* What the task asks:
Return every line of the data below, unchanged and in the same order.

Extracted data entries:
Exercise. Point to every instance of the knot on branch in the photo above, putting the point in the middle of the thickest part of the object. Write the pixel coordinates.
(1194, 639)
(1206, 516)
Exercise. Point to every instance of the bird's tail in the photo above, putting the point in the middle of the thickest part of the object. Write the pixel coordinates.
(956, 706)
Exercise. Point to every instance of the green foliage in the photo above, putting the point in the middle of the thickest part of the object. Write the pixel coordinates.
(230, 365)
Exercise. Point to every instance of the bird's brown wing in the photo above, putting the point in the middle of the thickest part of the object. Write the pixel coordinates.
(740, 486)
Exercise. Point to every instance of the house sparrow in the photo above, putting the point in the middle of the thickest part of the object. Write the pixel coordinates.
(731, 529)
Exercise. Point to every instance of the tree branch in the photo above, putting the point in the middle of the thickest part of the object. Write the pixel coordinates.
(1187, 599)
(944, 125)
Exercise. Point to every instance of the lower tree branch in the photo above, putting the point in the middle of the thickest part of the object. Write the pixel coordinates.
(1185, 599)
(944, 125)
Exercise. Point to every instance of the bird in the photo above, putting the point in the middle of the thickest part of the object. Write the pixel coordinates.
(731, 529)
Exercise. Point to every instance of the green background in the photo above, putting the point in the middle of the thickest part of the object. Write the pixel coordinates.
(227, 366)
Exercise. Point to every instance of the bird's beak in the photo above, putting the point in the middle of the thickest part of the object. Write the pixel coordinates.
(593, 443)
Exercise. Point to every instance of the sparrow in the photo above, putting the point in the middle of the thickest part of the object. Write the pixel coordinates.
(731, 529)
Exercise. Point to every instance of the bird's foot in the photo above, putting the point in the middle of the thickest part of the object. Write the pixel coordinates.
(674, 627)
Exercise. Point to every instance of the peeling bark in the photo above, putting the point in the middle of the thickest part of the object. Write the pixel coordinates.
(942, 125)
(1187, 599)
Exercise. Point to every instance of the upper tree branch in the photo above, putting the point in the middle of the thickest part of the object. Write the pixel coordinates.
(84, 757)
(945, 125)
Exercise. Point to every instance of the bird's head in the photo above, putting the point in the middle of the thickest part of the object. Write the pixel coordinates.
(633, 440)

* Complete response:
Exercise. Point to every instance of the knot on branch in the photo above, putting the point in the middle of the thickest part of the object. Write the pixel coordinates.
(1194, 639)
(1206, 516)
Exercise. Point to every instance of the bird's tail in the photo above, putting the point in the middle of the thickest part of the object. Write the pixel coordinates.
(956, 706)
Exercise. Point to every instance of the green foliage in the photo above, putting the point in the middle of the thickest part of the object. Write the pixel coordinates.
(230, 365)
Exercise. Point to every instance of the bird's brown wing in the photo above, putting the point in the middle of the thickest part of the object. Write the pixel coordinates.
(740, 486)
Exercise. Point to every instance of the house sparrow in the photo above, putting the point in the middle of the thickest part of the object. Write the pixel coordinates.
(731, 529)
Exercise. Point to every instance of the tree branch in the photo above, putting the point in the middle of the thickest part of the object. Write the pixel coordinates.
(1187, 599)
(944, 125)
Exercise. Point to every instance of the lower tree branch in the photo above, putting the point in the middle of the thickest part of the object. Write the pixel coordinates.
(1185, 599)
(944, 125)
Exercise. Point to every instance of the bird in the photo above, putting the point in the middle of the thickest part of the object. Write the pixel coordinates.
(731, 529)
Exercise. Point to every instance of the green background in the photo above, putting the point in the middle of the thickest part of the object. Write the pixel coordinates.
(227, 366)
Exercise. Point to every instance of the bird's beak in the photo above, putting the point in the middle of the thickest part of the object. Write the pixel coordinates.
(593, 443)
Exercise. Point to every instance of the sparrow in the photo above, putting the point in the middle of the thickest part of the object. Write the pixel coordinates.
(731, 529)
Exercise. Point to every instance of the bird's foot in the photo above, putting the point in the middle of the thickest part of the object. Write the pixel coordinates.
(674, 627)
Exercise. Point to every instance of the peeling bark in the photo above, putting the point in the middle of the thickest part of the object. Write the pixel coordinates.
(942, 125)
(1187, 599)
Exercise. Point to every instance of the upper tree branch in the photo above, putting the point in the middle of the thickest part of the object. Write the pixel coordinates.
(84, 757)
(945, 125)
Exercise. Point to every instance of the bird's head in the photo above, putting the point in the middle of the thickest part of the object. Write the pixel coordinates.
(633, 440)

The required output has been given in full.